▸ Given task
Tally the lines in the rows below that contain the string "utility". Reply with the number alone.

▸ Supplied records
--------------------

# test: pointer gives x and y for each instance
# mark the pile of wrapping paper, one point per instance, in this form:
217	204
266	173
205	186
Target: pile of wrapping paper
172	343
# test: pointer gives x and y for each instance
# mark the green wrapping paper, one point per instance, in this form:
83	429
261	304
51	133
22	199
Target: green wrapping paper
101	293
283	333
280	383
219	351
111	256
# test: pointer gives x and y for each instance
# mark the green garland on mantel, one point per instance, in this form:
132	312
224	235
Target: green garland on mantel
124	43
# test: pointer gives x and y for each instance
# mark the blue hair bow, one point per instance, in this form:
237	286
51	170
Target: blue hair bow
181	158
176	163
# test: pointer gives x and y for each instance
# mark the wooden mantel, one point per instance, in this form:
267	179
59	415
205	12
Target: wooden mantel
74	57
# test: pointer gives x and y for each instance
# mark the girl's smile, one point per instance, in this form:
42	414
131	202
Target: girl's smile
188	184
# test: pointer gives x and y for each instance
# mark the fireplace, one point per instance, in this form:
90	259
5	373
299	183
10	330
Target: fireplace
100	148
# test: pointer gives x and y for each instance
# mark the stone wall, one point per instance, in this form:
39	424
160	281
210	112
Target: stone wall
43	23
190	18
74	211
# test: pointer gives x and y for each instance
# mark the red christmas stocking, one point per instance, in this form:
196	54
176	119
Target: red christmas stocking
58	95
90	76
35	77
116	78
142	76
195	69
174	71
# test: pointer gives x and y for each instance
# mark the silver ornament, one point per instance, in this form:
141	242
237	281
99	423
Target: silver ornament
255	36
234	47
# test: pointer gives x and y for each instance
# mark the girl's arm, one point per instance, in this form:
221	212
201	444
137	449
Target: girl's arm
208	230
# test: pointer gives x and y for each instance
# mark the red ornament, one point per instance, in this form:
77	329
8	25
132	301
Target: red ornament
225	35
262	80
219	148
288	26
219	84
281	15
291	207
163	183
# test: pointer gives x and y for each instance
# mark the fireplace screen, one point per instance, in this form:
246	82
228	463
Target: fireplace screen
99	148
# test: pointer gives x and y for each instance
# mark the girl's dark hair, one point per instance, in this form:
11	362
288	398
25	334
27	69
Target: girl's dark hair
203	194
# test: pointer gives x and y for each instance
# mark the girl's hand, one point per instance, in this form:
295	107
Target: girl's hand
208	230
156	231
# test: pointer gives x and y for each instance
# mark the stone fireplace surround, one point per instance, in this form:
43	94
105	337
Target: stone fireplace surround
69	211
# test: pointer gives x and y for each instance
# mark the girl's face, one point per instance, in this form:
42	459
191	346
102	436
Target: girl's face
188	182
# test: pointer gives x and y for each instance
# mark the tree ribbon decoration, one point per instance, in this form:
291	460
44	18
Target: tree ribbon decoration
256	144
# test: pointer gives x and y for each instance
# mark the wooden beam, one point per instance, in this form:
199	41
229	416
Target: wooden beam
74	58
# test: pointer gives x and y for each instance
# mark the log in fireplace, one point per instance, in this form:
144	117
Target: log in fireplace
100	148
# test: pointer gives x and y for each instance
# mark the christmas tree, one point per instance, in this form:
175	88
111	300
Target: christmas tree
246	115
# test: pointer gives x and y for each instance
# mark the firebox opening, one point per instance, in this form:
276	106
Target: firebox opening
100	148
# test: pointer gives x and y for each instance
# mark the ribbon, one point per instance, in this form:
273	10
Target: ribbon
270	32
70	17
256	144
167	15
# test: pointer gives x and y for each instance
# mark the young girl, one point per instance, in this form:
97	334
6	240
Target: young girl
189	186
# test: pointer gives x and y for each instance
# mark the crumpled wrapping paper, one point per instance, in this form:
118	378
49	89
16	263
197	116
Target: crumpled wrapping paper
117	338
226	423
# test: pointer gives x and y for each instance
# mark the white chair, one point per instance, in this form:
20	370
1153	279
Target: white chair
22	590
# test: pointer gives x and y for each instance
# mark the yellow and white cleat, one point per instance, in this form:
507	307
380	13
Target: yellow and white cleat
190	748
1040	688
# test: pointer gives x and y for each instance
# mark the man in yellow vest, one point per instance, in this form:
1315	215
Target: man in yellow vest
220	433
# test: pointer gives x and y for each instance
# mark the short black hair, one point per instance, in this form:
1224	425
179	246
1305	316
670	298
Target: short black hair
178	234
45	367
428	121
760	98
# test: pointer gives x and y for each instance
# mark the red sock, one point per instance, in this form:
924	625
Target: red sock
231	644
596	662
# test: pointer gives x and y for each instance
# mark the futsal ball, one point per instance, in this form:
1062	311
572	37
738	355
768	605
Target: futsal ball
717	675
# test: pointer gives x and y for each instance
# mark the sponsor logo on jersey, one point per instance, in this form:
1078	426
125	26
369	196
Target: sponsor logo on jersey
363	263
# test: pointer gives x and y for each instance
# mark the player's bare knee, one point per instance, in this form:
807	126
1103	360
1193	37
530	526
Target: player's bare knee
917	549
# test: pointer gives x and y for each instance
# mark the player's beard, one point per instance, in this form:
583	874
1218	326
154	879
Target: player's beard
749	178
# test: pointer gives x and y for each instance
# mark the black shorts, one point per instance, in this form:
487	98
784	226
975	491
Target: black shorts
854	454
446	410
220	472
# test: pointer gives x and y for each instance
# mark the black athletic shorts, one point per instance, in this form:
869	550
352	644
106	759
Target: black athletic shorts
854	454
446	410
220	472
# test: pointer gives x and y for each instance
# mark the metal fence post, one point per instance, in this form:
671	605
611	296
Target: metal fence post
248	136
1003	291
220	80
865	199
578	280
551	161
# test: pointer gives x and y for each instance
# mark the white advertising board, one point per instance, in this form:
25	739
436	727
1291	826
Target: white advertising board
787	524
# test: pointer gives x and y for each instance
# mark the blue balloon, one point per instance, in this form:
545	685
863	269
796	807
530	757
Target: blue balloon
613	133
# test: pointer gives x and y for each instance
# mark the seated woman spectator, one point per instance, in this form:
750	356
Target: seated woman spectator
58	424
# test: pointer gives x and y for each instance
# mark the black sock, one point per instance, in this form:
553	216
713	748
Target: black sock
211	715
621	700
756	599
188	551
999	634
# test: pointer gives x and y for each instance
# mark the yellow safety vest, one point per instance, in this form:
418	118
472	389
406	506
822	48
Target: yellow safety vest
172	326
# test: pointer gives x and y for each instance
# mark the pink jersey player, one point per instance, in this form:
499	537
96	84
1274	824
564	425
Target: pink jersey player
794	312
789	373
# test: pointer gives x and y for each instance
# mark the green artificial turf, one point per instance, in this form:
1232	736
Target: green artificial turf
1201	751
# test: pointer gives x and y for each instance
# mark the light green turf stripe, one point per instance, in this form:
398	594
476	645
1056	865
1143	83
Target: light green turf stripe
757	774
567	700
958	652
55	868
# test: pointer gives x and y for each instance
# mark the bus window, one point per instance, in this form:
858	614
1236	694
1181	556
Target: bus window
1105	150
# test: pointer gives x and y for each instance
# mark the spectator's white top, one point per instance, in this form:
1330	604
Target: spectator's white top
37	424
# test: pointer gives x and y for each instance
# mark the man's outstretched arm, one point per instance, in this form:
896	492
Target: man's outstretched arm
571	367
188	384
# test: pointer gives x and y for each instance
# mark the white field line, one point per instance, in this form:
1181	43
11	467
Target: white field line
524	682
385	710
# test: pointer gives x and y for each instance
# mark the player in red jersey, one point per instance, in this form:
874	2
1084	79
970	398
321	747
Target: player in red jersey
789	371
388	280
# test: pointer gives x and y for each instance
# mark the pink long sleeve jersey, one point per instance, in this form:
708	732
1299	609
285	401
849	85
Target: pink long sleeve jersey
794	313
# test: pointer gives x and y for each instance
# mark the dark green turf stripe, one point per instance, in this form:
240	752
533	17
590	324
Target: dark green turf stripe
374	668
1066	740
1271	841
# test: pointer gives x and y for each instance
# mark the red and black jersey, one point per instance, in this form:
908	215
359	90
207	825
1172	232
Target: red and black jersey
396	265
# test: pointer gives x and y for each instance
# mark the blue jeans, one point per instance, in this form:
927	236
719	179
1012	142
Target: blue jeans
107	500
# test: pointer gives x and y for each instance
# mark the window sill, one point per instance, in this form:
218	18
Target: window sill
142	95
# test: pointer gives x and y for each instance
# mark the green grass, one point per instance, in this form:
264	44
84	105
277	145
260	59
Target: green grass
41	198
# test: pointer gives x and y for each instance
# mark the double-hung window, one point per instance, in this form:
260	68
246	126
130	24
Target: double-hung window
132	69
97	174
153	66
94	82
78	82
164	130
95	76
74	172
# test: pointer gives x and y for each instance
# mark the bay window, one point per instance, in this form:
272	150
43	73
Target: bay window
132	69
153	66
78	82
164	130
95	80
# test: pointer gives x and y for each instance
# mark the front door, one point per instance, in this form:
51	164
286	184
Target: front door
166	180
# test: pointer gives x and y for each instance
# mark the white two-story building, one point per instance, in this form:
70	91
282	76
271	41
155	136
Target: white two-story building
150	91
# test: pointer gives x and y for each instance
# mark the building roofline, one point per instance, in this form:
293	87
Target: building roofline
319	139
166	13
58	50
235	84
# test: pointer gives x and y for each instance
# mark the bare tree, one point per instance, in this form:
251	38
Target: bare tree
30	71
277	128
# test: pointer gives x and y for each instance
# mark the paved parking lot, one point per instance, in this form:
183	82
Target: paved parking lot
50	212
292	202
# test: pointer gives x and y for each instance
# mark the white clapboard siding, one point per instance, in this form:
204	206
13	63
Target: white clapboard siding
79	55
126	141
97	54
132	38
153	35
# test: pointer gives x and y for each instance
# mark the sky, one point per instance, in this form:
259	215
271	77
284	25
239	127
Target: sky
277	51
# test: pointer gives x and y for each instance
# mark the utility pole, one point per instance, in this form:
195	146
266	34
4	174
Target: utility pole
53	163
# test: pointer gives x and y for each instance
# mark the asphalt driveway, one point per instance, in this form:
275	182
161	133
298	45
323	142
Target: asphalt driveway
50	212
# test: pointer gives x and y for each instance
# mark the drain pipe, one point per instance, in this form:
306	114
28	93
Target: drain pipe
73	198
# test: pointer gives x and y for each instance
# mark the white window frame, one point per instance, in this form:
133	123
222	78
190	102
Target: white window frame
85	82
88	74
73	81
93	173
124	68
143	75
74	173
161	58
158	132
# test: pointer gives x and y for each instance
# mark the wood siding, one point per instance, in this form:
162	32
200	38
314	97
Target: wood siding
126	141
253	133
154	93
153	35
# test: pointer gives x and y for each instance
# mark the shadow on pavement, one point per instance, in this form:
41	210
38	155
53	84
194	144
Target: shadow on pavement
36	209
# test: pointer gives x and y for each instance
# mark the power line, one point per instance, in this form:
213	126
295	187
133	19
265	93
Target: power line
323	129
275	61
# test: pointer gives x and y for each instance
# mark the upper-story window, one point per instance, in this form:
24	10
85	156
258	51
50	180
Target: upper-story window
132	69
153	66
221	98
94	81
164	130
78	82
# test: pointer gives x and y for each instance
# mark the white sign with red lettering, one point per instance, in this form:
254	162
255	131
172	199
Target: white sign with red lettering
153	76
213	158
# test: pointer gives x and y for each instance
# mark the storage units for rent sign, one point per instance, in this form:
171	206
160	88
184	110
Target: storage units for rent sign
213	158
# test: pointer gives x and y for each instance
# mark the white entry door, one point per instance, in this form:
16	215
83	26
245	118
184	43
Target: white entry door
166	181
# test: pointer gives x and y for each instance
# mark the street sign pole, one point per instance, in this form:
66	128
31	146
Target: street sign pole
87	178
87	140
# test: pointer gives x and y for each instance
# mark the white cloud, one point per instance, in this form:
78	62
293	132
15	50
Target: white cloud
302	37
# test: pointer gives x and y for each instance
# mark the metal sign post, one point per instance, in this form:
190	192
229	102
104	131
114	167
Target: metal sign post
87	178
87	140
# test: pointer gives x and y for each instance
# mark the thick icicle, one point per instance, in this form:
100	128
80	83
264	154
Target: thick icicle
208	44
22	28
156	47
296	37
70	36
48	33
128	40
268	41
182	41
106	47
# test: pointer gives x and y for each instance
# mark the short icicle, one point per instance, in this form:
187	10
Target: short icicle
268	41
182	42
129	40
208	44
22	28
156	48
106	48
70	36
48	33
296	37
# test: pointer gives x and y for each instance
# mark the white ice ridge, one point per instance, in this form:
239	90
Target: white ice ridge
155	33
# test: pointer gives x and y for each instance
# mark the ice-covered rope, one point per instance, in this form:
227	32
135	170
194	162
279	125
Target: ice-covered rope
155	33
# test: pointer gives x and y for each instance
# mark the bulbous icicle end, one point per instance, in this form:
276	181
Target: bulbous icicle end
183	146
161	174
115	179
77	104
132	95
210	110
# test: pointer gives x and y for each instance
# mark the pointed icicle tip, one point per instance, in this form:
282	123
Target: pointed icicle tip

--------------------

▸ Full output
2